A main theme relates to papers focusing on the role and use of examples in proving, including the use of counterexamples (see also Boero, 2022). Several of these papers derived from a special issue in The Journal of Mathematical Behavior (Knuth et al., 2019) that addressed students’ use of examples in proving and, in particular, ways in which example-based reasoning can be productive for students in the proving process. Knuth et al. (2019) discussed example-based reasoning as an important object of study and explored how examples can play a foundational role not only in the development and exploration of conjectures, but also in the development of proofs for the conjectures. Aricha-Metzer and Zaslavsky (2019) conducted individual interviews with secondary and undergraduate students (majoring in mathematics or mathematics-related subjects) on tasks that called for conjecturing and proving. They found a relatively strong tendency among students to use examples generically, which they associated with a productive use of examples in terms of developing a proof or a sound justification that can lead to a proof. Other studies involved an exploration of how inservice teachers interpret, understand, and use generic examples in their proving activities (Dogan & Williams-Pierce, 2021), a comparison between mathematicians and students’ example use (Lynch & Lockwood, 2019), and an exploration of structural aspects of generic examples to understand what makes them potentially opaque for learners in the domain of multiplication (Rø & Arnesen, 2020). Lew and Zazkis (2019) examined undergraduate mathematics students’ at-home work on prove-or-disprove tasks to better understand the interactions between example/counterexample generation activities as students try to prove the truth or falsity of mathematical claims.

= = = = = = =

● REQUIRED WORK
1. In the passage on examples in proving, which journal published the special issue that several of the papers came from?
2. Continue the passage on examples in proving, starting after its last sentence.

Source data:
= = = = = = =

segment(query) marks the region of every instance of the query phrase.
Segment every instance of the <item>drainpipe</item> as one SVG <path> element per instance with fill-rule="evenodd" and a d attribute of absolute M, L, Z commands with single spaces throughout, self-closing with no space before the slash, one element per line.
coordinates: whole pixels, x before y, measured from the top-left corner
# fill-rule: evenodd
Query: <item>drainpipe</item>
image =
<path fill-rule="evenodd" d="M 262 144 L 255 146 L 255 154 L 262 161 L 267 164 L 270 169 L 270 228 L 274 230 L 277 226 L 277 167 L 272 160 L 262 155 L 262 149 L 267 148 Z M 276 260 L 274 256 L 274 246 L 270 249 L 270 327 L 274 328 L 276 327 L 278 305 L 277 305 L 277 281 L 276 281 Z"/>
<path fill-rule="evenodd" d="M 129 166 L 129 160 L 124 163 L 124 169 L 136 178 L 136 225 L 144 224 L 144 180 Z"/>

= = = = = = =

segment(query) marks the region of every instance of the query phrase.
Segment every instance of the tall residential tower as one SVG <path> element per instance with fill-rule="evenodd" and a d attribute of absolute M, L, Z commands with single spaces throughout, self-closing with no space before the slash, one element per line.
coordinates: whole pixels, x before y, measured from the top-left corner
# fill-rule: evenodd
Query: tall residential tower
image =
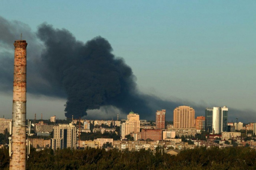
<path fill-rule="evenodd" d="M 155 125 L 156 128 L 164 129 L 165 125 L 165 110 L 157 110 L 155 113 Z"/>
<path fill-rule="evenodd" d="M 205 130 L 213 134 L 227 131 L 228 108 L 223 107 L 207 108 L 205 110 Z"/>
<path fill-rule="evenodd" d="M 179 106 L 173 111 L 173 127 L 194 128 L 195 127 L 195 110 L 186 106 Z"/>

= = = = = = =

● SET OF ANSWERS
1. The Journal of Mathematical Behavior

2.
Another main theme relates to papers that investigated participants’ understandings and conceptions of proof. Brown (2018) and Antonini (2019) explored issues of conviction in the context of indirect proofs. Brown employed a comparative selection of tasks to investigate undergraduate mathematics students’ views about the convincingness of indirect versus direct proofs. She found that the form of indirect proof (contraposition or contradiction) may make a difference for students and that students’ views may be more nuanced than previously considered. Antonini explored the issue of the intuitive acceptance of proof by contradiction with secondary and university students in the domain of geometry. He observed, through analysis of task-based interviews, that students can produce indirect argumentation (by starting with the assumption that a claim is false) as a compromise between proof by contradiction and the need for a more evident argument. Other studies in this area included Weber et al.’s (2022) investigation of how mathematicians use proofs to obtain conviction and certainty, Stewart and Thomas’s (2019) examination of undergraduate students’ perspectives on proof in linear algebra, Campbell et al.’s (2021) comparison of secondary students’ written and oral representations of mathematical arguments to investigate whether the two modalities portray similar understandings, Yopp et al.’s (2020) investigation of secondary students’ conceptions about the validity of a direct argument after they participated in instruction that addressed issues of constructing and critiquing arguments for a general claim, and Blanton et al.’s (2022) examination of how young learners (Grades K-1) come to construct viable mathematical arguments to justify generalizations about even and odd numbers. Finally, Davies et al. (2020) used comparative judgement to investigate undergraduate students’ proof comprehension based on students’ summaries of a given proof. This is one of the papers we identified as making also a breaking ground (methodological) contribution: it shows that comparative judgement can help produce valid and reliable assessments of the quality of students’ proof summaries, thereby offering a new way to assess proof comprehension.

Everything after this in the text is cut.